## Exercise directions
Each line below should be repeated exactly, but no picture should be carried over.

## Data records
———
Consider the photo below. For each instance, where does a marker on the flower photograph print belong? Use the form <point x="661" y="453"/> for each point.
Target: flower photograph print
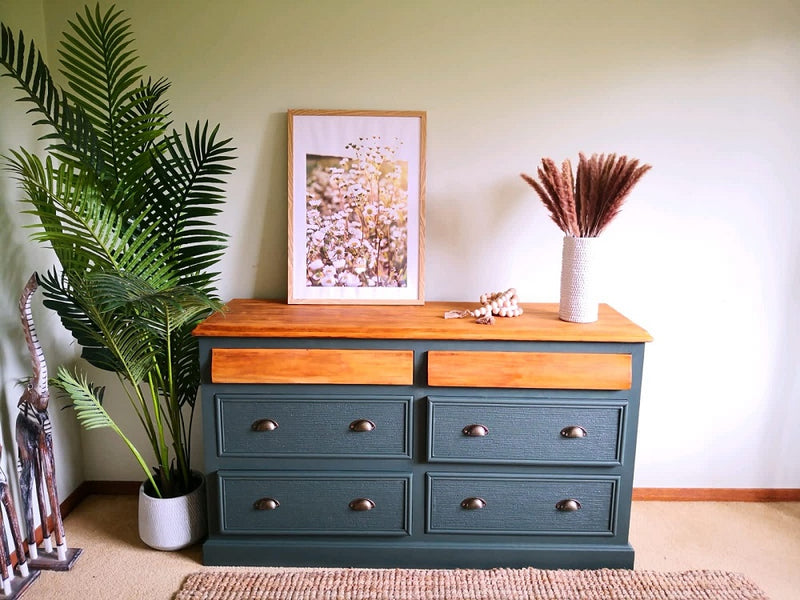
<point x="356" y="206"/>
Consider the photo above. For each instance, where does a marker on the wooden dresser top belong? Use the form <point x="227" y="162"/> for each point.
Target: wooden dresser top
<point x="540" y="322"/>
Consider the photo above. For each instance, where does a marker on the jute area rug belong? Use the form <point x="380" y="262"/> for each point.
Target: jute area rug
<point x="463" y="584"/>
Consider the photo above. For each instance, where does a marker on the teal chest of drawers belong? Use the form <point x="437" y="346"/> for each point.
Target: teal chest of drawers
<point x="376" y="436"/>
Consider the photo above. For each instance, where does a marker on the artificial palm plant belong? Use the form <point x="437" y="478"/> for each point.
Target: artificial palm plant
<point x="126" y="202"/>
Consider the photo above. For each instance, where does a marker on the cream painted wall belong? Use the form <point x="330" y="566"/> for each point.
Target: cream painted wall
<point x="705" y="254"/>
<point x="20" y="258"/>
———
## Result below
Consider the photo below. For each instance, where does a marker on the flower photograph print belong? Use the form <point x="661" y="453"/> for each point.
Target: flower photograph print
<point x="356" y="206"/>
Consider the photo above. For each instance, where does a marker on the wooden dresser top belong? Use the form <point x="227" y="162"/> for each point.
Target: wooden dresser top
<point x="540" y="322"/>
Consider the photo above. For each instance, where does a marker on the jute area rug belong? Use the form <point x="380" y="262"/> for each point.
Target: jute area rug
<point x="463" y="584"/>
Consider the photo above. For each instance, where does a marker on the teal chest of drawers belong? Use the form <point x="437" y="346"/> for each point.
Target: teal chest of drawers
<point x="376" y="436"/>
Consider the photo above. For each instance, where does a marker on the artificial palm plant belong? Use the form <point x="437" y="478"/> for each point.
Target: artificial palm plant
<point x="126" y="202"/>
Consider the photo above. For each instance, where does a marker on the cream painted wall belong? Use the form <point x="330" y="566"/> for each point.
Target: cream painted wall
<point x="705" y="254"/>
<point x="20" y="258"/>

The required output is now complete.